_Provided text_

CAE Simulation Regression Testing — Quality Assurance Strategy for Solver Updates and Model Changes

Category: V&V / ベストプラクティス | Integrated 2026-04-12
CAE regression testing pipeline showing baseline comparison and automated validation workflow
CAE回帰テストの全体像 — ベースライン管理からCI/CDパイプラインまで

Theory and Background

What is CAE Regression Testing?

🧑‍🎓

Professor, regression testing is a term from software development, right? Is it also used in the CAE world?

🎓

Good question. In software development, regression testing is "checking if other functions are broken after modifying code," but the exact same concept is necessary in CAE.

🎓

Regression testing in CAE refers to the process of automatically comparing new results with past results certified as "correct" (baseline) and verifying whether the differences are within an acceptable range, when any changes are made to the analysis environment, such as solver version upgrades, model modifications, mesh regeneration, or OS/compiler updates.

🧑‍🎓

Huh, so it's systematically confirming that "even though we made changes, we still get the same results as before," right?

🎓

Exactly. For example, imagine you're doing crash analysis at an automotive company. When upgrading LS-DYNA from version R12 to R13, you need to check if the acceleration peak values or intrusion amounts of previously certified models have changed—it's unrealistic to check this manually for every single model when you have 100 or 200 of them.

🧑‍🎓

Indeed. If you tried to do it all manually, a week probably wouldn't be enough...

🎓

That's why we automate it. Automatically run a suite of benchmark problems, automatically compare results, and issue an alert if differences exceed a threshold—that's the overall picture of CAE regression testing.

Why is Regression Testing Necessary?

🧑‍🎓

But solvers are commercial software, right? Do results really change just from a version upgrade?

🎓

They do change, that's the thing. Solver vendors perform bug fixes, algorithm improvements, and default setting changes during version upgrades. Each of these can potentially affect results.

🎓

Here are some actual examples:

  • MSC Nastran version change caused natural frequency variations of 0.3–0.5% (due to changes in stiffness matrix assembly algorithm).
  • Abaqus minor update changed the default contact detection, altering contact forces by a few percent.
  • OpenFOAM version change corrected the wall function implementation in the turbulence model, changing Cd values by over 2%.
  • Changing compiler optimization flags alone altered the order of floating-point rounding, causing bifurcation in the convergence path of a nonlinear analysis.

_Dataset rows_
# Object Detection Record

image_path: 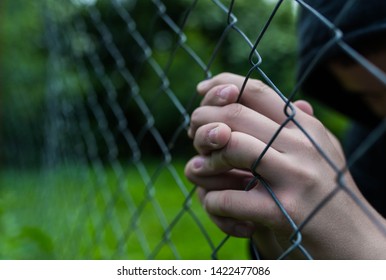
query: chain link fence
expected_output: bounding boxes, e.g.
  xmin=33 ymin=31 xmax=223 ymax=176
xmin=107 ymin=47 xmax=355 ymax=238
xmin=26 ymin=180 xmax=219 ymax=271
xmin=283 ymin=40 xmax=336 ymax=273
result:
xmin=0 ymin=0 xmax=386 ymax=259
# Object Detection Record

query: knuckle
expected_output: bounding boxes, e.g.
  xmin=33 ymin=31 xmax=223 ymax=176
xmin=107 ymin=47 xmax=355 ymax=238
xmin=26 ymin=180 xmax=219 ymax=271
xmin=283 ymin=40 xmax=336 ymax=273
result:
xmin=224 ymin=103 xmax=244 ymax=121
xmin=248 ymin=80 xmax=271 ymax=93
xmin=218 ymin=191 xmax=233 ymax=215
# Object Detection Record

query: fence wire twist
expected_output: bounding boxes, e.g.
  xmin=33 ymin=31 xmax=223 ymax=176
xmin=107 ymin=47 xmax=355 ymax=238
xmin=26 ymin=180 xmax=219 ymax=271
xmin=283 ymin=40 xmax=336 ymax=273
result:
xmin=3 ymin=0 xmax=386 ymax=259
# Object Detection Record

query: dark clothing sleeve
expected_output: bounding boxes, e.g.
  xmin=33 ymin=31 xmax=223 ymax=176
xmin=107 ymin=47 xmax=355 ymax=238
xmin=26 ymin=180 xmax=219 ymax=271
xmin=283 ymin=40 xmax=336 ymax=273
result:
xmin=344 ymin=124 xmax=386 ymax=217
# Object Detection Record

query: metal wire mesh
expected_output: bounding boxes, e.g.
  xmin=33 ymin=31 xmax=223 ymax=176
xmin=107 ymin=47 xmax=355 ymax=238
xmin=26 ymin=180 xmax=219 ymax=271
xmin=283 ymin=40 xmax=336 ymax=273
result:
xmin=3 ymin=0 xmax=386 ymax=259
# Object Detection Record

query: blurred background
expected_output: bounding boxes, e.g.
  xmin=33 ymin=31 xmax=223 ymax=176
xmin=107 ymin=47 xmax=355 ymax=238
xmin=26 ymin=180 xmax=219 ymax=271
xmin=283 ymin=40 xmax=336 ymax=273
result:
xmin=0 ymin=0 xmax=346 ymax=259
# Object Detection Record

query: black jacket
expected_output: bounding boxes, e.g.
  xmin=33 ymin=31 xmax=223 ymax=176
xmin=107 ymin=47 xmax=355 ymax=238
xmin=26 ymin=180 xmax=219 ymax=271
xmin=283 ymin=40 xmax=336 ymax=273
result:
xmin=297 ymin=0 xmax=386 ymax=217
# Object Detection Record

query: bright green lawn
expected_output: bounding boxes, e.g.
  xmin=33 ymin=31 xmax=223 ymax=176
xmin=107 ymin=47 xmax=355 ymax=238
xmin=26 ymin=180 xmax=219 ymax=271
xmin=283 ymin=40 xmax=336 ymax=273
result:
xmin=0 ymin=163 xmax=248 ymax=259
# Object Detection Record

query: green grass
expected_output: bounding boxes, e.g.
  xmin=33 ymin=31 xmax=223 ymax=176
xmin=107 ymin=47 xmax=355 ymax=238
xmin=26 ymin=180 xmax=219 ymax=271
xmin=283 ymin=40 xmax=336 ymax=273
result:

_To do_
**1.** Decide whether each statement agrees with the CAE regression testing article, answering yes or no and quoting the article's deciding words: (a) A minor Abaqus update changed the default contact detection. (b) An OpenFOAM version change shifted Cd values by less than 1%. (c) The crash analysis example involves upgrading LS-DYNA from version R12 to R13.
**2.** Write what comes next in the CAE regression testing article, picking up after its last line.
The records play no part in the work here.

_Final answers_
**1.**
(a) Yes: "Abaqus minor update changed the default contact detection, altering contact forces by a few percent."
(b) No: "OpenFOAM version change corrected the wall function implementation in the turbulence model, changing Cd values by over 2%."
(c) Yes: "When upgrading LS-DYNA from version R12 to R13"

**2.**
🧑‍🎓

What, results change just from compiler optimization flags!? That's a bit scary...

🎓

That's precisely why regression testing is essential. In fields involving safety certification like aerospace and nuclear power, running all certified benchmark suites every time the solver version changes is standard practice. In automotive crash safety, consistency with NCAP standards must always be verified.

Mathematical Framework for Judgment

🧑‍🎓

How do you specifically judge "whether results have changed"? Numerical values never match exactly, right?

🎓

Exactly. Due to floating-point arithmetic, we don't expect exact matches. Instead, we judge based on whether the relative error or absolute error is within an acceptable range. The basic formula is:

$$ e_{rel} = \frac{|Y_{new} - Y_{baseline}|}{|Y_{baseline}|} \times 100\% $$

Here, $Y_{baseline}$ is the baseline (reference) result, and $Y_{new}$ is the result from the new environment. The judgment criteria are:

$$ e_{rel} < \varepsilon_{tol} \implies \text{PASS},\quad e_{rel} \geq \varepsilon_{tol} \implies \text{FAIL} $$
🎓

When $Y_{baseline}$ is near zero, the relative error diverges, so we use absolute error in that case:

$$ e_{abs} = |Y_{new} - Y_{baseline}| < \varepsilon_{abs} $$
🧑‍🎓

So relative error can't be used when the baseline is near zero. Like displacement at a constrained point (theoretically zero), for example.

🎓

Exactly that kind of case. In practice, a combined judgment using both relative and absolute error is often used:

$$ \text{PASS} \iff (e_{rel} < \varepsilon_{rel}) \;\lor\; (e_{abs} < \varepsilon_{abs}) $$

Furthermore, the pass rate for the entire test suite is also managed:

$$ \text{Pass Rate} = \frac{N_{pass}}{N_{total}} \times 100\% $$
🧑‍🎓

Is there also a standard for the overall test suite pass rate?

🎓

Many organizations set a Pass Rate of 100% as a release condition. If even one case FAILs, they investigate the cause to determine if it's a change due to "intentional improvement" or a "bug." If it's an intentional change, they update the baseline.

Impact of Solver Version Changes

🧑‍🎓

Could you tell me more specifically what kind of impacts are likely to occur with version changes for each solver?

🎓
SolverChanges Most Likely to Have ImpactTypical Magnitude of DifferencePoints to Note
MSC NastranChanges in numerical integration accuracy of stiffness matrixNatural frequency 0.1–0.5%Particularly careful with SOL 103/111
AbaqusChanges in default contact algorithmContact force 1–5%Must read "Changed defaults" in Release Notes
Ansys MechanicalChanges in behavior of internal APDL commandsStress 0.5–2%Often hidden in Workbench
OpenFOAMCorrections to turbulence model/wall function implementationCd/Cl 1–3%Differences between v.com and Foundation edition
LS-DYNAChanges in default hourglass controlAcceleration peak 2–10%Major impact in crash analysis
🧑‍🎓

LS-DYNA's acceleration peak changing by up to 10%... that's a huge problem for crash safety, isn't it?

🎓

It's a huge problem. That's exactly why in automotive CAE departments, it's common sense to run hundreds of crash models through regression testing during a solver major upgrade. Cutting corners is not allowed in areas involving human lives.

Scope and Limitations of Regression Testing
  • Scope: Verification of changes to known analysis settings, such as solver version changes, OS/compiler changes, mesh regeneration, material model corrections, minor boundary condition modifications.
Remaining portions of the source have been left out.